[Records for processing start]

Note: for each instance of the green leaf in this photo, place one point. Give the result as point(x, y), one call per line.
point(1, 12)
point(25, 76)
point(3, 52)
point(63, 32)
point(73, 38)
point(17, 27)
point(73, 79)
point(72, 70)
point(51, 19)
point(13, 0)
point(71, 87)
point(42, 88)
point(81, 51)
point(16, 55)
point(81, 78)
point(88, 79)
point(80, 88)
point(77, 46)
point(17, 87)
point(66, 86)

[Records for processing end]

Task to carry out |
Format all the lines of the records above as a numbered list, leaving out any blank lines.

Result for this exercise |
1. Note: for each instance of the green leaf in this photo, place one point. Give the result as point(x, y), one call per line.
2. point(1, 12)
3. point(25, 76)
4. point(3, 52)
5. point(63, 32)
6. point(73, 38)
7. point(17, 27)
8. point(73, 79)
9. point(72, 70)
10. point(51, 19)
11. point(13, 0)
12. point(71, 87)
13. point(42, 88)
14. point(81, 51)
15. point(16, 55)
16. point(81, 78)
17. point(88, 79)
18. point(80, 88)
19. point(77, 46)
20. point(17, 87)
21. point(66, 86)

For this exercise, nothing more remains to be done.